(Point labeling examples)
********

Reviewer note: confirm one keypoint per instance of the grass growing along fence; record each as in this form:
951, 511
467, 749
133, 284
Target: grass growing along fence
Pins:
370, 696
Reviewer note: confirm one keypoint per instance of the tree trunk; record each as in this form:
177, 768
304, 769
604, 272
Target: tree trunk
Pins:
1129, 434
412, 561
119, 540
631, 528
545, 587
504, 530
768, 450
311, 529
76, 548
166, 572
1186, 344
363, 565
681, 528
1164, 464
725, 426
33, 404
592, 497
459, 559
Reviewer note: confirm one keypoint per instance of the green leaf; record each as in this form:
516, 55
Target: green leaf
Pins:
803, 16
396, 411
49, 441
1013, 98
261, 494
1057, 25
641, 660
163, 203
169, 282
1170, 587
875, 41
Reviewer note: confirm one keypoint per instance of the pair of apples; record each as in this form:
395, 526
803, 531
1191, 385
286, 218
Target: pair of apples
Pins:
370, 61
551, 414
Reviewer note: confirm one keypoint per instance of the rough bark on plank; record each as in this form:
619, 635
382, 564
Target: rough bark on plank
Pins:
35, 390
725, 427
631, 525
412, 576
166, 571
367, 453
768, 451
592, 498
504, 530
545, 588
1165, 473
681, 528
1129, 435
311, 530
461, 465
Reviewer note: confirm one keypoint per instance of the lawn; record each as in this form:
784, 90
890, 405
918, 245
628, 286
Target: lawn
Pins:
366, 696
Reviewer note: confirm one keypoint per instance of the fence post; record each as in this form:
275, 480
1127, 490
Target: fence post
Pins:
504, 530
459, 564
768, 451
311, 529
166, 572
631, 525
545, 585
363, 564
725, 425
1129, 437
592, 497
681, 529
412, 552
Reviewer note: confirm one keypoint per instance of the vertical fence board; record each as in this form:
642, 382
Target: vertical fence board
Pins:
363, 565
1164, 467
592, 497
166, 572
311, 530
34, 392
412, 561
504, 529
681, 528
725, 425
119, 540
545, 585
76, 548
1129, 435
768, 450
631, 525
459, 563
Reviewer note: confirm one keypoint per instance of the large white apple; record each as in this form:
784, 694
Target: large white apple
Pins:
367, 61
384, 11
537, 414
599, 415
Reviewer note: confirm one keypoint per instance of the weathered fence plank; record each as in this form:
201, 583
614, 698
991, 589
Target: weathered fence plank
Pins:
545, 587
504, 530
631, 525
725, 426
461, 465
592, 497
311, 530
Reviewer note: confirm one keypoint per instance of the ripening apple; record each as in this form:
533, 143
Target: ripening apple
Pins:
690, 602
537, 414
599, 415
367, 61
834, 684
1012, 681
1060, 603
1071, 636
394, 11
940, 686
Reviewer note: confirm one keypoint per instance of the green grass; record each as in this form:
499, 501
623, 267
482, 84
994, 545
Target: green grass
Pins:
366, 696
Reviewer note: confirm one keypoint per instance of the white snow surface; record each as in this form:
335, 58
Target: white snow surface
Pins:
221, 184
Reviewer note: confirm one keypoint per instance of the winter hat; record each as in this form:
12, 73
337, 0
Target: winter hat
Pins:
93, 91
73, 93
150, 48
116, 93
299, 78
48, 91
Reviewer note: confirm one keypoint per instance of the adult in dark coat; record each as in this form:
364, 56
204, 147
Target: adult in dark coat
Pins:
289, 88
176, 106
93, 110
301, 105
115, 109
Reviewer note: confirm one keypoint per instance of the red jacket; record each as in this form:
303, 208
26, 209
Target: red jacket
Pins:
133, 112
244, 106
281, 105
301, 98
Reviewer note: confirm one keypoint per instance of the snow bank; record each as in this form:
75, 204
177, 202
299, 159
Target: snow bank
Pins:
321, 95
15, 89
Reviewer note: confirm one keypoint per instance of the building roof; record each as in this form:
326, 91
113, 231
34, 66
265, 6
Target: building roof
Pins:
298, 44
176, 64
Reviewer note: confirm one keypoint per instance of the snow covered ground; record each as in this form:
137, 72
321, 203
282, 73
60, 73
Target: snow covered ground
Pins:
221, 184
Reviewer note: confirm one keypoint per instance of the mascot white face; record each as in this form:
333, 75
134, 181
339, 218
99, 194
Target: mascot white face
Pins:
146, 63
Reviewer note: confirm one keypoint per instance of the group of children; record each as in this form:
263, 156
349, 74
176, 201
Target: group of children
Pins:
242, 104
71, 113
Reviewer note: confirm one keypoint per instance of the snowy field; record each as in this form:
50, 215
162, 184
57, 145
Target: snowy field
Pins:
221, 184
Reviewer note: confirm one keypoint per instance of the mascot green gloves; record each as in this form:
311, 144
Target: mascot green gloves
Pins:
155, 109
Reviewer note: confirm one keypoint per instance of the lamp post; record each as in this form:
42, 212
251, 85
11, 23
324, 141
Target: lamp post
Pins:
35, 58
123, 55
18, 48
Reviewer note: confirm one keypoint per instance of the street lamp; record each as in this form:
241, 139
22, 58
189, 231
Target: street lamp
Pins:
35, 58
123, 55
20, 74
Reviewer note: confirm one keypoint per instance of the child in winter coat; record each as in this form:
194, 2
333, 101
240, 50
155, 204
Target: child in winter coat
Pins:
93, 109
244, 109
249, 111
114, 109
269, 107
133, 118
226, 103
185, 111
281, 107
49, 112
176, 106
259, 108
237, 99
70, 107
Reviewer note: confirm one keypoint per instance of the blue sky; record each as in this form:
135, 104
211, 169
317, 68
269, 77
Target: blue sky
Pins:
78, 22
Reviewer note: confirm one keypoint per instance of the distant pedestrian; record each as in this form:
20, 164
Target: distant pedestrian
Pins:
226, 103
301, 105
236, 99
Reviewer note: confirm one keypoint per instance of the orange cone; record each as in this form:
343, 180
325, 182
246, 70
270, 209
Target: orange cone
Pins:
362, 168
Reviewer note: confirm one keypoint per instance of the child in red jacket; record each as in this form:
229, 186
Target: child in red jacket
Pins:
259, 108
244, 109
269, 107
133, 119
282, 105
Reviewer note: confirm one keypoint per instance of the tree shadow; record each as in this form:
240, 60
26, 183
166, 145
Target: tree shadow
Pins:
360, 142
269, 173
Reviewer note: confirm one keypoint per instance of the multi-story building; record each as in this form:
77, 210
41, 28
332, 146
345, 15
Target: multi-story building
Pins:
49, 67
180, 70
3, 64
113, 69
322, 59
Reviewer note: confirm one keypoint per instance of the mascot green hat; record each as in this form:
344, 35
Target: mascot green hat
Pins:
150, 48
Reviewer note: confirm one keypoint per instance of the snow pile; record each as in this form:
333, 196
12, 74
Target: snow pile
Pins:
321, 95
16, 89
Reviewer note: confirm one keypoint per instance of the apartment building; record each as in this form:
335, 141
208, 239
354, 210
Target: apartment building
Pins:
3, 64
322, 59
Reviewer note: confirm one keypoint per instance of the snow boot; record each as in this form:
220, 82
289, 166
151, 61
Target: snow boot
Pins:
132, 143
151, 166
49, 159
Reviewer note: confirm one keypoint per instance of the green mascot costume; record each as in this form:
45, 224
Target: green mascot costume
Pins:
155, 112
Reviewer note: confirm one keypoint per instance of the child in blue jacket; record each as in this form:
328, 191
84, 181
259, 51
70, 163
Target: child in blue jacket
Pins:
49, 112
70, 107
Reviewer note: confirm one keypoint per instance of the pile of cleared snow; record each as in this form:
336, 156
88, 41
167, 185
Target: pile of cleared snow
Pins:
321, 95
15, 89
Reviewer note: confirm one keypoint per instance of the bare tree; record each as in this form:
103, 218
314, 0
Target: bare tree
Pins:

********

Work to do:
Write out the whole listing again, exactly as it stands.

Solution below:
Reviewer note: confirm one keypoint per instance of the grass growing along fence; record each as in this form:
951, 511
467, 749
133, 284
Target: grass growing along fence
Pins:
370, 696
Reviewer note: confirm one keypoint per instance of the tree trunk; record each as in this form:
177, 768
304, 769
604, 272
Target: tree trunk
Pins:
1129, 434
412, 561
119, 540
631, 528
545, 587
504, 530
768, 450
311, 529
76, 548
166, 572
1186, 344
363, 565
681, 528
1164, 464
725, 426
33, 404
592, 497
459, 559
Reviewer note: confirm one keypoint per instance of the green leaf; record each as in this form:
516, 55
Target: green leaf
Pins:
803, 16
396, 411
49, 441
1013, 98
261, 494
1057, 25
641, 660
163, 203
169, 282
1170, 587
875, 41
Reviewer note: confirm one keypoint per instance of the pair of apples; record each as in this form:
395, 526
803, 531
1191, 385
286, 218
Target: pair of apples
Pins:
370, 61
551, 414
Reviewer note: confirm one keypoint per instance of the rough bark on plank; record each as in this form:
619, 635
382, 564
Target: rough bark on plank
Pins:
35, 390
725, 427
631, 525
412, 576
166, 571
367, 453
768, 451
592, 498
504, 530
545, 588
1165, 473
681, 528
1129, 435
311, 530
461, 465
Reviewer note: confirm one keypoint per instance of the lawn; record each as in this form:
784, 90
890, 405
918, 245
628, 286
Target: lawn
Pins:
366, 696
Reviewer note: confirm one keypoint per instance of the fence post; record each as in this form:
275, 480
1127, 490
Target: fence post
Pins:
504, 530
459, 564
768, 451
311, 529
166, 572
631, 525
545, 585
363, 564
725, 425
1129, 437
592, 497
681, 529
412, 552
Reviewer note: confirm one keypoint per instance of the vertical fence board; record each as in this form:
642, 382
Target: vertical fence board
Pins:
363, 565
1164, 467
592, 497
166, 572
311, 530
34, 392
412, 561
504, 529
681, 528
725, 425
119, 540
545, 585
76, 548
1129, 435
768, 450
631, 525
459, 563
Reviewer note: confirm one keypoint per instance of the large white apple; record each as in this form:
784, 694
Target: large white apple
Pins:
367, 61
384, 11
537, 414
599, 415
Reviewer note: confirm one keypoint per instance of the weathered fence plank; record each as in this form:
201, 583
614, 698
991, 589
Target: weathered fence plank
Pins:
545, 587
504, 530
631, 525
725, 426
461, 465
592, 497
311, 530
Reviewer note: confirm one keypoint per instance of the ripening apple; record each as in this form:
533, 143
Target: ripening apple
Pins:
690, 602
537, 414
599, 415
367, 61
834, 684
1012, 681
1060, 603
1071, 636
394, 11
940, 686
Reviewer note: confirm one keypoint per instance of the green grass; record each as in this form:
499, 501
623, 267
482, 84
994, 545
Target: green grass
Pins:
366, 696
Reviewer note: confirm one keypoint per instance of the white snow surface; record each as in this form:
335, 58
Target: white snow surface
Pins:
221, 184
Reviewer note: confirm one keypoint per instance of the winter hat; record each as in this form:
12, 73
337, 0
Target: winter hat
Pins:
93, 91
73, 93
150, 48
116, 93
299, 78
48, 91
Reviewer note: confirm one keypoint per instance of the adult in dark coat; record each as in this form:
364, 56
204, 147
Target: adult in dark coat
Pins:
289, 88
176, 106
93, 110
301, 105
115, 109
Reviewer note: confirm one keypoint per instance of the red jacket; record each as in this form:
303, 208
26, 209
Target: red jacket
Pins:
133, 112
244, 106
281, 105
301, 98
Reviewer note: confirm one keypoint per instance of the snow bank; record each as in this form:
75, 204
177, 202
299, 159
Target: snow bank
Pins:
321, 95
15, 89
Reviewer note: confirm one keypoint per instance of the building roof; record each as in this form:
326, 91
113, 231
34, 66
265, 6
Target: building roof
Pins:
298, 44
176, 64
Reviewer note: confirm one keypoint per instance of the snow covered ground; record each as in this form:
137, 72
321, 203
282, 73
60, 73
Target: snow covered ground
Pins:
221, 184
Reviewer note: confirm one keypoint per instance of the mascot white face; record each as in this form:
333, 75
134, 181
339, 218
99, 194
Target: mascot white face
Pins:
146, 63
Reviewer note: confirm one keypoint per instance of the group of children; record each as in this form:
263, 156
349, 74
176, 201
Target: group of children
Pins:
242, 104
71, 113
Reviewer note: confirm one keypoint per instance of the snowy field; record each as in this form:
50, 215
162, 184
57, 145
Target: snowy field
Pins:
221, 184
Reviewer note: confirm one keypoint per instance of the mascot green gloves; record each as in this form:
311, 144
Target: mascot green gloves
Pins:
155, 109
Reviewer note: confirm one keypoint per instance of the lamp post; record each as in this form:
42, 212
251, 85
11, 23
324, 141
Target: lamp post
Pins:
35, 58
123, 55
18, 48
Reviewer note: confirm one keypoint per instance of the street lamp; record each as in this form:
241, 139
22, 58
189, 231
Target: street lamp
Pins:
35, 58
123, 55
20, 74
Reviewer note: confirm one keypoint per instance of the child in winter coat; record each as in this form:
194, 2
333, 101
240, 50
155, 204
Target: child in winter coat
Pins:
93, 109
244, 109
249, 111
114, 109
269, 107
133, 118
226, 103
185, 111
281, 107
49, 112
176, 106
259, 108
237, 99
70, 107
Reviewer note: confirm one keypoint per instance of the blue sky; record each as in this form:
135, 104
211, 169
317, 68
269, 77
Target: blue sky
Pins:
78, 22
Reviewer note: confirm one keypoint per instance of the distant pedestrian; record each as in this form:
20, 164
Target: distant pedestrian
Pins:
226, 103
301, 105
236, 99
Reviewer note: confirm one keypoint per instance of the orange cone; record each as in this form:
343, 180
325, 182
246, 70
270, 209
Target: orange cone
Pins:
362, 168
Reviewer note: confirm one keypoint per instance of the child in red jacket; record each as in this form:
229, 186
Target: child in red jacket
Pins:
259, 108
244, 109
269, 107
133, 119
282, 105
Reviewer note: confirm one keypoint per instance of the tree shadow; record each as in this form:
240, 60
26, 183
166, 145
Target: tree shadow
Pins:
360, 142
269, 173
Reviewer note: confirm one keypoint per instance of the multi-story building; record each as in this form:
77, 210
41, 28
332, 146
345, 15
Target: multi-story building
Pins:
49, 67
180, 70
3, 64
113, 69
322, 59
Reviewer note: confirm one keypoint per instance of the mascot green hat; record each as in this form:
344, 35
Target: mascot green hat
Pins:
150, 48
Reviewer note: confirm one keypoint per instance of the snow pile; record each as in this form:
333, 196
12, 74
Target: snow pile
Pins:
321, 95
16, 89
Reviewer note: confirm one keypoint per instance of the apartment building; record each as in this form:
335, 141
208, 239
354, 210
Target: apartment building
Pins:
3, 64
322, 59
Reviewer note: confirm one keypoint per instance of the snow boot; record each as in this form:
220, 82
289, 166
151, 61
Target: snow boot
Pins:
132, 143
151, 166
49, 159
Reviewer note: confirm one keypoint per instance of the green mascot costume; record each as in this form:
45, 224
Target: green mascot costume
Pins:
155, 112
Reviewer note: confirm one keypoint per instance of the child in blue jacket; record each as in this form:
328, 191
84, 181
259, 51
70, 163
Target: child in blue jacket
Pins:
49, 112
70, 107
Reviewer note: confirm one keypoint per instance of the pile of cleared snow; record each as in this form:
336, 156
88, 41
167, 185
Target: pile of cleared snow
Pins:
321, 95
15, 89
Reviewer note: confirm one keypoint per instance of the bare tree; record each as in this form:
103, 218
314, 0
Target: bare tree
Pins:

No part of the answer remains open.